● TO DO
a) Answer each question from the biographical passage on Geoffrey Vickers Marr.
(i) At which university did he study physics, and under whom?
(ii) In what year did Ditchburn invite him back to Reading?
(iii) Where and in what year was the world's first International Symposium for Synchrotron Radiation Users held?
b) Carry the biographical passage on Geoffrey Vickers Marr forward from the point where it stops.

● SOURCE PASSAGE
Geoffrey Vickers Marr was born on 30 January 1930 in County Durham, UK, and educated at Darlington Queen Elizabeth Grammar School and the University of Manchester, where he studied physics under Patrick Blackett. As a postgraduate at the University of Reading, Geoff worked on the photoionization of metal vapors under the supervision of R. W. Ditchburn at the University of Reading. This set the direction for much of Geoff’s subsequent research on fundamentals of photoionization in the extreme UV region.

Geoff moved into industry with the Atomic Power Division of English Electric at Leicester. In 1961 he was invited back to Reading by Ditchburn and resumed work on atomic photoionization cross sections and autoionization. In the following years, he built up his research group at Reading, also returning to Canada for spells as visiting professor at the universities of Western Ontario and York, Toronto, where he carried out work on the spectroscopy of small molecules.
In the early 1960s the continuum sources used for extreme UV absorption/photoionization spectroscopy were limited, with many unwanted emission lines and poor shot-to-shot reproducibility. The Glasgow synchrotron became the UK’s first synchrotron radiation facility, and it wasn’t long before Geoff and Keith Codling at Reading were making the very first measurements on photoelectron (partial photoionization) cross sections and angular distributions for the rare gases.
In 1967, quite independently, Ian Munro and Scott Hamilton at Manchester University’s physics department submitted a proposal to the Synchrotron Radiation Center to establish a user facility at the new national 5 GeV electron synchrotron NINA at Daresbury Laboratory. Joining together with Geoff, they obtained funding to construct a Synchrotron Radiation Facility at NINA, and in 1971 Geoff’s efforts at SRF were recognized by the award of a DSc by the University of Manchester. Geoff and Munro organized the world’s first International Symposium for Synchrotron Radiation Users, held at Daresbury in 1973. Geoff served as Chairman of the SRF Users Committee for many years. At the same time, he supervised many Reading postgraduate and postdoctoral research assistants. The Reading physics department was intimately involved in the design of custom-built spectrometers that were coupled to beam lines.

● ENTRIES PROVIDED
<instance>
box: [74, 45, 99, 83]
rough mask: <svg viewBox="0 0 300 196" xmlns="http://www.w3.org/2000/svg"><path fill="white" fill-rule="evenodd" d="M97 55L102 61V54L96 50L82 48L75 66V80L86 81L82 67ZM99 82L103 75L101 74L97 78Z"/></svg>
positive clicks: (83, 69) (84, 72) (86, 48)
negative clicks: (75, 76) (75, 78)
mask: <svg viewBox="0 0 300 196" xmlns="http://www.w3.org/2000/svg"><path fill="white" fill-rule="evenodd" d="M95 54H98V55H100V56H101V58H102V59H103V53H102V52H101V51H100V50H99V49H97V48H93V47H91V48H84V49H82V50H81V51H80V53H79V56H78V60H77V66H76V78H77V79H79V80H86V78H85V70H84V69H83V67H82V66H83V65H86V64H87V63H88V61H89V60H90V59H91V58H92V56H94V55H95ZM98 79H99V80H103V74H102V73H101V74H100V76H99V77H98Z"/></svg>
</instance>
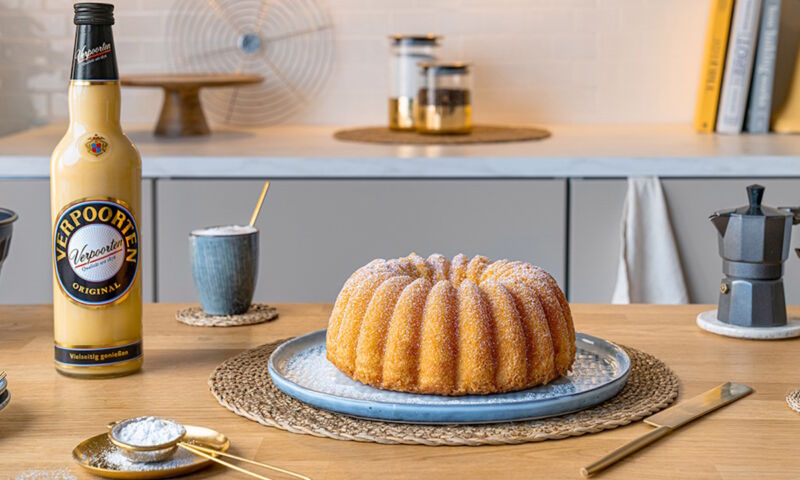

● LIST OF ANSWERS
a)
(i) He studied physics at the University of Manchester under Patrick Blackett.
(ii) Ditchburn invited him back to Reading in 1961.
(iii) It was held at Daresbury in 1973.

b)
Following the closure of NINA in 1977, Geoff was able to negotiate the use of the Bonn synchrotron. Then the Synchrotron Radiation Source, a 2 GeV storage ring purpose built for synchrotron radiation users, began operation in 1980 at Daresbury. He held the post of chairman of the SRS Atomic and Molecular Users Committee, and he was very influential in the development of the new source.
In 1981 Geoff took up the post of professor of natural philosophy at the University of Aberdeen, succeeding Reginald Victor Jones, who had held the post since 1946. With the new research activities that Geoff brought to Aberdeen, increasingly featuring synchrotron radiation instrumentation alongside atomic and molecular physics, it appeared that this new position would reinvigorate the department and prove a high point in Geoff’s career. New lines of research on soft x-ray optics and materials characterization were commenced, and new equipment for multilayer x-ray optical coatings was procured to support them. In 1986 he was elected to fellowship of the Royal Society of Edinburgh.
But these were difficult times. The university was threatened, sacrifices were needed, and it was decided that Natural Philosophy would no longer be permitted to support research. In 1989 Geoff took early retirement, retaining a part-time position to continue work on projects related to growth and synchrotron radiation–based characterization of thin films.
In retirement, Geoff remained active in the international synchrotron radiation community, before in later years ill health took its toll. His former students and members of his research group remember him for his unfailing encouragement and support, his ability to realize where an individual’s strengths lay, and to ensure that they had the opportunity to use them to best effect. His scientific legacy includes a wide body of published work on atomic and molecular spectroscopy, photoionization, and synchrotron radiation instrumentation; respected monographs on photoionization processes in gases (1967), plasma spectroscopy (1968), and synchrotron radiation (1987); and above all his prominent and internationally recognized contributions to the emergence of synchrotron radiation as a major scientific tool in physics, biology, and materials science. He died on 16 May 2017 and is survived by his wife, Jean, and his children, Richard, Peter, and Catherine.